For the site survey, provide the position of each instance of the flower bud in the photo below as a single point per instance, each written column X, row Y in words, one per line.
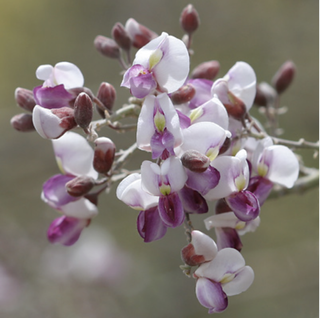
column 189, row 19
column 183, row 95
column 139, row 34
column 83, row 111
column 107, row 47
column 104, row 152
column 195, row 161
column 79, row 186
column 25, row 99
column 284, row 76
column 121, row 36
column 22, row 122
column 206, row 70
column 53, row 123
column 107, row 95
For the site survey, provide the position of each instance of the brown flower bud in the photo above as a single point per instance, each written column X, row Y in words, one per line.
——
Print every line of the listing exactly, please, and leave the images out.

For the site survey, provide the position of each instance of the flower bud in the photo below as a single point per instance, each written column X, row Y in words, one per line.
column 189, row 19
column 183, row 95
column 139, row 34
column 83, row 111
column 107, row 47
column 104, row 152
column 195, row 161
column 79, row 186
column 25, row 99
column 284, row 76
column 121, row 36
column 22, row 122
column 206, row 70
column 53, row 123
column 107, row 95
For the site survey, provide the position of each instance of the brown flower bud in the photo above as a single point per instance, each written column X, row Y in words, one per line.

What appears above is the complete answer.